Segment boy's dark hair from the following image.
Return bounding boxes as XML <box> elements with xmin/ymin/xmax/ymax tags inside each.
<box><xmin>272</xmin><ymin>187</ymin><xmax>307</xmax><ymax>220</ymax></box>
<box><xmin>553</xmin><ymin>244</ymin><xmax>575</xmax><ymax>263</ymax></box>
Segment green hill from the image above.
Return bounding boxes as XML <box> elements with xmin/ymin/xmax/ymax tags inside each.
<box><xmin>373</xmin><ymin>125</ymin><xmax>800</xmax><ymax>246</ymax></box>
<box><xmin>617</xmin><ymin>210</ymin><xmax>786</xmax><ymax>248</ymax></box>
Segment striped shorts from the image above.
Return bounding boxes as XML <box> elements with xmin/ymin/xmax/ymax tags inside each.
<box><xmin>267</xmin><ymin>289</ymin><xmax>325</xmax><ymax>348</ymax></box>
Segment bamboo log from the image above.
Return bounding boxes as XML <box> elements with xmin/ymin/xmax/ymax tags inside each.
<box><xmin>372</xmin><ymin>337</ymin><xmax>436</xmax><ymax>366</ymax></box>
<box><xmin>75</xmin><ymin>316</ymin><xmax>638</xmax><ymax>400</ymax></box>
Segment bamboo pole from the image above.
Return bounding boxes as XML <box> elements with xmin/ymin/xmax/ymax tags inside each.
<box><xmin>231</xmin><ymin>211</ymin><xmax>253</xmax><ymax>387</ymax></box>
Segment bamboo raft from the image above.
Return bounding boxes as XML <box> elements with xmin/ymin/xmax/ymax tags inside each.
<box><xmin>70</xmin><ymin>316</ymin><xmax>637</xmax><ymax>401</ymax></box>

- - - -

§ Given instruction
Can you reproduce all of the records above, line for line, without changing a single character?

§ Correct response
Segment boy's dark hair from the following image.
Return bounding boxes as XML <box> elements with xmin/ymin/xmax/ymax tags inside each.
<box><xmin>272</xmin><ymin>187</ymin><xmax>307</xmax><ymax>220</ymax></box>
<box><xmin>553</xmin><ymin>244</ymin><xmax>575</xmax><ymax>263</ymax></box>
Segment green hill from the image above.
Return bounding boxes as XML <box> elements with xmin/ymin/xmax/ymax tags inside each.
<box><xmin>373</xmin><ymin>125</ymin><xmax>800</xmax><ymax>246</ymax></box>
<box><xmin>617</xmin><ymin>210</ymin><xmax>786</xmax><ymax>248</ymax></box>
Segment striped shorts from the image above.
Return bounding boxes as XML <box> elements with xmin/ymin/xmax/ymax tags inside each.
<box><xmin>267</xmin><ymin>289</ymin><xmax>325</xmax><ymax>348</ymax></box>
Segment bamboo log from the image above.
Return bounding boxes as XML <box> elements with xmin/ymin/xmax/ymax tags inside each.
<box><xmin>372</xmin><ymin>337</ymin><xmax>436</xmax><ymax>366</ymax></box>
<box><xmin>75</xmin><ymin>316</ymin><xmax>638</xmax><ymax>400</ymax></box>
Segment bamboo pole from the image above.
Return bounding boxes as XML <box> elements with xmin/ymin/xmax/ymax tags inside each.
<box><xmin>231</xmin><ymin>211</ymin><xmax>253</xmax><ymax>387</ymax></box>
Segment bamboo raft from the image above.
Return bounding boxes as XML <box> elements with xmin/ymin/xmax/ymax tags inside each.
<box><xmin>70</xmin><ymin>316</ymin><xmax>637</xmax><ymax>401</ymax></box>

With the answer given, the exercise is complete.